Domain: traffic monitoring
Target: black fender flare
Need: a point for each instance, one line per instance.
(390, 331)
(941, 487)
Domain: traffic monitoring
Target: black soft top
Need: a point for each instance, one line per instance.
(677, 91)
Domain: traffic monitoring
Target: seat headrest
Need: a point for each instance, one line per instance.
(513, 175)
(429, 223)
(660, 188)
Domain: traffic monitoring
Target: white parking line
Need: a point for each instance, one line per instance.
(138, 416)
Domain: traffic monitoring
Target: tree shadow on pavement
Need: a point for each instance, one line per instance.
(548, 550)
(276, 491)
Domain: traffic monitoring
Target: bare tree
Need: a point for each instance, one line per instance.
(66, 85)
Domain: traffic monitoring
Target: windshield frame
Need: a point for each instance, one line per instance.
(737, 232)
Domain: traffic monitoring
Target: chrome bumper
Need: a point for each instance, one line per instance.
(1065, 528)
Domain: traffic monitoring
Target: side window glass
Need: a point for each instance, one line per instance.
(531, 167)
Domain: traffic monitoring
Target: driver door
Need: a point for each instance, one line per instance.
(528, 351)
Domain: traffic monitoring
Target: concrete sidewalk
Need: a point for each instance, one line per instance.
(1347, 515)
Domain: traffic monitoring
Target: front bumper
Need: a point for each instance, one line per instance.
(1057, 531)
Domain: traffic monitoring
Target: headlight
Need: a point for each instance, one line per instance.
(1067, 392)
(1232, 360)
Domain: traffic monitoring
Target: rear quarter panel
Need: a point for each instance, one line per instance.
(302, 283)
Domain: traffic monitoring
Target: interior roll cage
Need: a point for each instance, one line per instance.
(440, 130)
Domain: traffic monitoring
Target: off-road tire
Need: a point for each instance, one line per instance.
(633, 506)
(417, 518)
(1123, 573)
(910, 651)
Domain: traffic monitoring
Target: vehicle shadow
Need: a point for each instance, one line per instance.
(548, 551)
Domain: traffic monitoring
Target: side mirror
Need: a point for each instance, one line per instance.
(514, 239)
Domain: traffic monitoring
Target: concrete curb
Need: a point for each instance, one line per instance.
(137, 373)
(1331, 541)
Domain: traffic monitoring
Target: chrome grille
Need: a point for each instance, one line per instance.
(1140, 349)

= WHAT IS ASKED =
Reproduce the listing shown above in its entirety, exactly.

= WRITTEN REPLY =
Domain: traffic monitoring
Target: black fender flare
Need: a point for each instance, one line per instance.
(390, 331)
(941, 487)
Domain: traffic monitoring
Target: black soft top
Need: a point for each instance, one line per instance.
(677, 91)
Domain: traffic monitoring
Target: seat headrest
Need: a point for each instance, one line per instance.
(513, 175)
(429, 223)
(660, 188)
Domain: traffic monitoring
Target: white parking line
Need: a point for each instance, one line per instance.
(138, 416)
Domain: traffic monitoring
Target: tree shadow on pavement
Need: a point for each instance, one line per instance.
(548, 550)
(276, 491)
Domain: traffic monitoring
Target: bare tree
Need: a point for each instance, one line per instance.
(66, 85)
Domain: traffic monitoring
Target: windshield frame
Need: a point for each instance, one line per instance.
(737, 232)
Domain: traffic monitoring
Target: chrome bumper
Need: a point for each instance, one line per instance.
(1065, 528)
Domain: traffic monitoring
Target: side window glass
Need: a point for each instance, one line per instance.
(531, 167)
Domain: traffic monitoring
Target: driver door
Need: a point for each instance, one line per instance.
(528, 351)
Domain: traffic monitoring
Target: concrete sidewalk
Need: a point for each instance, one line per instance.
(1347, 515)
Domain: traffic monitoring
Target: front bumper
Need: a point for each instance, one line per instance.
(1057, 531)
Domain: traffic monitoring
Target: headlight
Need: a point for each instance, one line per instance.
(1067, 392)
(1232, 360)
Domain: traffic monitoring
Target: rear quarter panel
Need: a point for each instance, one line per instance.
(302, 283)
Domain: traffic monitoring
Target: interior roll cage
Need: a point for each instance, one line per instance.
(440, 130)
Domain: traffic monitoring
Target: off-road tire
Need: a point for each instance, one line per instance.
(633, 506)
(417, 518)
(1123, 573)
(910, 651)
Domain: traffic monitoring
Target: vehicle shadow
Need: a point for each instance, one line per instance.
(548, 551)
Domain: traffic monitoring
Target: side mirror
Need: a point for each instance, one line per instance.
(514, 239)
Domain: traffic monitoring
Target: concrete curb
Need: a point for each instance, one line per instance.
(137, 373)
(1331, 541)
Domain: traffic monitoring
Target: chrome grille
Need: a point for each instance, one line per instance.
(1140, 349)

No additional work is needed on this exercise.